#### SUPPLIED DATA:
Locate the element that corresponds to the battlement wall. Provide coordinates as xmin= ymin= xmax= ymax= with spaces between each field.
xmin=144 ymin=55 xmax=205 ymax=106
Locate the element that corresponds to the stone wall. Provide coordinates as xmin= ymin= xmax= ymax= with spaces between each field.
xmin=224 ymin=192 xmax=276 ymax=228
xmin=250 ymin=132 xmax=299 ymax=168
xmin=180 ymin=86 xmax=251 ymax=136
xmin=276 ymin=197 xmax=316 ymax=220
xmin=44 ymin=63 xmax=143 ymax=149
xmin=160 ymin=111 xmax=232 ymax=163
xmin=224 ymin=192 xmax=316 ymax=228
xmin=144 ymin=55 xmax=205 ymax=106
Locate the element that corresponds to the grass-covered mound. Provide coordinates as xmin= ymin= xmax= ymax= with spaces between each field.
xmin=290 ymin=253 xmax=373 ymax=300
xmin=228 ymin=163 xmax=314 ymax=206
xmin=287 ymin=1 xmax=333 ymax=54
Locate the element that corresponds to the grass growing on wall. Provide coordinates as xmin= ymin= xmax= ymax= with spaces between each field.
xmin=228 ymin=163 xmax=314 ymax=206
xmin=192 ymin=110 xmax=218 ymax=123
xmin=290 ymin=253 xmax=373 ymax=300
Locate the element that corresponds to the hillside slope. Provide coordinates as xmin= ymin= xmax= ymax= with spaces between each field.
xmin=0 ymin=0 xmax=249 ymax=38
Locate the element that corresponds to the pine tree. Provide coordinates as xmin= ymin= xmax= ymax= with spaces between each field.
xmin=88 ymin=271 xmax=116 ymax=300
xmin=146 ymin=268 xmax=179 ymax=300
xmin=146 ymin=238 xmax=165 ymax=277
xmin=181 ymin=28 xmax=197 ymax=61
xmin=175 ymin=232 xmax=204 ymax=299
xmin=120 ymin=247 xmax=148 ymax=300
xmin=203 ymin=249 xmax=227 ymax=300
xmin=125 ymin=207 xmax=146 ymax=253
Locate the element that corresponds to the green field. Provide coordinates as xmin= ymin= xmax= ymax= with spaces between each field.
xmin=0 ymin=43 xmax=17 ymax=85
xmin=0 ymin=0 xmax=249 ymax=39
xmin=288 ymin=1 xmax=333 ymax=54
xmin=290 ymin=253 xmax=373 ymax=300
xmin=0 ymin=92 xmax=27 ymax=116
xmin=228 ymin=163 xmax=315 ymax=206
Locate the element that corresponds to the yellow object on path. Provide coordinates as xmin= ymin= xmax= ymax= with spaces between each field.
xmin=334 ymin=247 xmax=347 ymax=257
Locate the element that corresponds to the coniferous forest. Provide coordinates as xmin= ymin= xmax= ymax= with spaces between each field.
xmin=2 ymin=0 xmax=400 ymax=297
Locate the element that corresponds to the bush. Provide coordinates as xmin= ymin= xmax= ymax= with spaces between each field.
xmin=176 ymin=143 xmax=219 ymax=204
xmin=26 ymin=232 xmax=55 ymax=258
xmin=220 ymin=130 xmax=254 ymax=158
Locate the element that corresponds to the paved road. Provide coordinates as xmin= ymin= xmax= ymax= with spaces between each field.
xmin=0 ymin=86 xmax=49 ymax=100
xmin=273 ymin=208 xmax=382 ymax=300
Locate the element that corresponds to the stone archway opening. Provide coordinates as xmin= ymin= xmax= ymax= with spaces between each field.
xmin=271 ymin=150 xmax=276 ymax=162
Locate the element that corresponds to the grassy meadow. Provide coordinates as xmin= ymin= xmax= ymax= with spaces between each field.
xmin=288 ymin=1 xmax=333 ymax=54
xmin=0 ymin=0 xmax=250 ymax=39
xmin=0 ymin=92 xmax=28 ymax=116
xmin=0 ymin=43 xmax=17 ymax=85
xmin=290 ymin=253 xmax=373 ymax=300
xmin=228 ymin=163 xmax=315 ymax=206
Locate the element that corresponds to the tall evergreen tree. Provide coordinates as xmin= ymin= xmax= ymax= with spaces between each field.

#### WORK REQUEST:
Produce a verbatim copy of each record above.

#### EXERCISE OUTPUT:
Locate the element that corresponds to the battlement wall. Provide coordinates as xmin= ymin= xmax= ymax= with spaces between each field.
xmin=144 ymin=55 xmax=205 ymax=106
Locate the element that corresponds to the stone wall. Provide coordinates as xmin= ymin= xmax= ymax= with spaces between each field.
xmin=224 ymin=192 xmax=276 ymax=228
xmin=250 ymin=132 xmax=299 ymax=168
xmin=180 ymin=86 xmax=251 ymax=136
xmin=276 ymin=197 xmax=316 ymax=220
xmin=44 ymin=63 xmax=143 ymax=149
xmin=160 ymin=111 xmax=232 ymax=163
xmin=224 ymin=192 xmax=316 ymax=228
xmin=144 ymin=55 xmax=205 ymax=106
Locate the element that corresponds to the grass-covered mound. Provide coordinates as xmin= ymin= xmax= ymax= with spaces between each field.
xmin=290 ymin=253 xmax=373 ymax=300
xmin=228 ymin=163 xmax=314 ymax=206
xmin=287 ymin=1 xmax=333 ymax=54
Locate the element that corresponds to the grass growing on wall. Provide coordinates as xmin= ymin= xmax= ymax= with spaces between each field.
xmin=228 ymin=163 xmax=314 ymax=206
xmin=192 ymin=110 xmax=218 ymax=123
xmin=290 ymin=253 xmax=373 ymax=300
Locate the element that corresponds to the hillside slope. Provide coordinates as xmin= ymin= xmax= ymax= with spaces between each field.
xmin=0 ymin=0 xmax=249 ymax=38
Locate the element that corresponds to the pine tree. Provide coordinates as xmin= ymin= xmax= ymax= with spaces between each field.
xmin=88 ymin=271 xmax=116 ymax=300
xmin=146 ymin=268 xmax=179 ymax=300
xmin=146 ymin=238 xmax=165 ymax=277
xmin=181 ymin=28 xmax=197 ymax=61
xmin=175 ymin=232 xmax=204 ymax=299
xmin=120 ymin=247 xmax=148 ymax=300
xmin=203 ymin=249 xmax=227 ymax=300
xmin=125 ymin=207 xmax=146 ymax=253
Locate the element that corresponds to the green field. Provide coordinates as xmin= ymin= xmax= ymax= with spaces between each field.
xmin=0 ymin=43 xmax=17 ymax=85
xmin=0 ymin=0 xmax=249 ymax=39
xmin=288 ymin=1 xmax=333 ymax=54
xmin=290 ymin=253 xmax=373 ymax=300
xmin=0 ymin=92 xmax=27 ymax=116
xmin=228 ymin=163 xmax=315 ymax=206
Locate the element that corresponds to the yellow object on path. Provide coordinates as xmin= ymin= xmax= ymax= with spaces between each field.
xmin=334 ymin=247 xmax=347 ymax=257
Locate the element that corresponds to the coniferous forest. Provide coordinates as xmin= ymin= xmax= ymax= with spaces between each field.
xmin=2 ymin=0 xmax=400 ymax=297
Locate the element that corresponds to the bush. Provide coordinates as xmin= ymin= xmax= ymax= with spaces between each field.
xmin=176 ymin=143 xmax=219 ymax=204
xmin=26 ymin=232 xmax=55 ymax=258
xmin=220 ymin=130 xmax=254 ymax=158
Locate the element that corresponds to the paved road. Provide coordinates as xmin= ymin= xmax= ymax= with spaces between each field.
xmin=0 ymin=86 xmax=49 ymax=100
xmin=273 ymin=208 xmax=382 ymax=300
Locate the element that corresponds to the stone archway opening. Provide coordinates as xmin= ymin= xmax= ymax= with spaces between each field.
xmin=271 ymin=150 xmax=276 ymax=162
Locate the element that corresponds to the grassy meadow. Provide coordinates as xmin= ymin= xmax= ymax= with spaces between each field.
xmin=288 ymin=1 xmax=333 ymax=54
xmin=0 ymin=0 xmax=250 ymax=39
xmin=0 ymin=92 xmax=28 ymax=116
xmin=0 ymin=43 xmax=17 ymax=85
xmin=290 ymin=253 xmax=373 ymax=300
xmin=228 ymin=163 xmax=315 ymax=206
Locate the element that corresponds to the tall evergreen tree. Provide coordinates as xmin= ymin= xmax= ymax= with spaces between each field.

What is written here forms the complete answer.